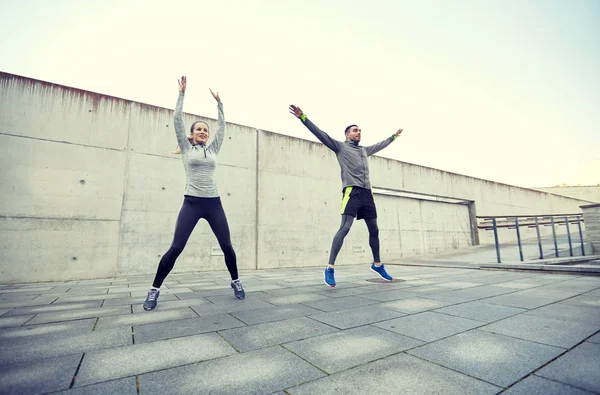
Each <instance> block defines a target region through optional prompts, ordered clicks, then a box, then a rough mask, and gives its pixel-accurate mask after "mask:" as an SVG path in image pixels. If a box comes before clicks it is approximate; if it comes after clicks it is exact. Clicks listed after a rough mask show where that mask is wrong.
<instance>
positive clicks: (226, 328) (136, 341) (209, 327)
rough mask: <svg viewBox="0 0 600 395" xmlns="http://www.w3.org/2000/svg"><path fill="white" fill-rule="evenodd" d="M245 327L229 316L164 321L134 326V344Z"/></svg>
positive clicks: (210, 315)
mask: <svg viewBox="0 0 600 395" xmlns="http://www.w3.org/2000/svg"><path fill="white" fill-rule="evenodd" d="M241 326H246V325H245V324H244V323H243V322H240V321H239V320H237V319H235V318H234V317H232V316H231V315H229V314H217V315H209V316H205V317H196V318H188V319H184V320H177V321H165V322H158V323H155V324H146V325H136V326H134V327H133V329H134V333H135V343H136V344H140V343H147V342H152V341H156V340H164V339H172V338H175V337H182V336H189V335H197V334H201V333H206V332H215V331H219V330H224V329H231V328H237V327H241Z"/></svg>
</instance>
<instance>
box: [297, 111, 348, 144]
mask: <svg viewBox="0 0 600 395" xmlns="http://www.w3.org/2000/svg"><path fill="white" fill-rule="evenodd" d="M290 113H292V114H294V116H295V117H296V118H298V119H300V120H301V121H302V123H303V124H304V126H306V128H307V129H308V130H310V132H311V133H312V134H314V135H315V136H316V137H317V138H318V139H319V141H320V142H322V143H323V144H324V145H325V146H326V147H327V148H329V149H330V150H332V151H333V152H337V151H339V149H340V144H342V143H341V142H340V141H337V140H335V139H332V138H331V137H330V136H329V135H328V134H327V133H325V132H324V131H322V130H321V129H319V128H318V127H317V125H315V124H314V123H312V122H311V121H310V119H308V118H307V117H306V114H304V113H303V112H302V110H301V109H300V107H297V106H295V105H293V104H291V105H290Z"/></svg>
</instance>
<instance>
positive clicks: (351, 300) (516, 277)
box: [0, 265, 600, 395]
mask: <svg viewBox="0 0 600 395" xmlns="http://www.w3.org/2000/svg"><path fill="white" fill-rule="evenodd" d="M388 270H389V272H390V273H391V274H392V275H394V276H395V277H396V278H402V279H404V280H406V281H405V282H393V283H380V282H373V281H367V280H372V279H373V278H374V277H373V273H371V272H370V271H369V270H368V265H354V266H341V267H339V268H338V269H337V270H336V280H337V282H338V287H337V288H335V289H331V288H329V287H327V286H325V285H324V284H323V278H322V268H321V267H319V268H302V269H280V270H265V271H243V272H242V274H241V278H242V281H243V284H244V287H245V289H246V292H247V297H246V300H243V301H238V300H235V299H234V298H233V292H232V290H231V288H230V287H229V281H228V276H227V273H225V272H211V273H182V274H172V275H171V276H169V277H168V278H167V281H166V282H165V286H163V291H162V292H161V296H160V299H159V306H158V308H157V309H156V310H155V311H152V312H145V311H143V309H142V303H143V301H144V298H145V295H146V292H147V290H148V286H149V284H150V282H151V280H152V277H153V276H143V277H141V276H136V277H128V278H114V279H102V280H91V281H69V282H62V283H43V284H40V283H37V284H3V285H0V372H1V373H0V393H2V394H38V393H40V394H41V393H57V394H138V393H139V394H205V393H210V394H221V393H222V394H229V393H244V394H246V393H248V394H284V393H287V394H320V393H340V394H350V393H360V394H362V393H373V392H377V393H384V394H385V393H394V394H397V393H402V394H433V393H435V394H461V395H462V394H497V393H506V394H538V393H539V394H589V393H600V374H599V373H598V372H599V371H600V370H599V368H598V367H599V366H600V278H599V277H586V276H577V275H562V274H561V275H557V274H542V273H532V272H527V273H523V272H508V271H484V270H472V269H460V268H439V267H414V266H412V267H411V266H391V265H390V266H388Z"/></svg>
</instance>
|---|
▶ [INSTRUCTIONS TO FOLLOW]: Which lines in the items above contain the string "positive"? Extract every one of them.

▶ [REPLY]:
positive clicks: (226, 328) (136, 341) (209, 327)
positive clicks: (210, 315)
positive clicks: (351, 300) (516, 277)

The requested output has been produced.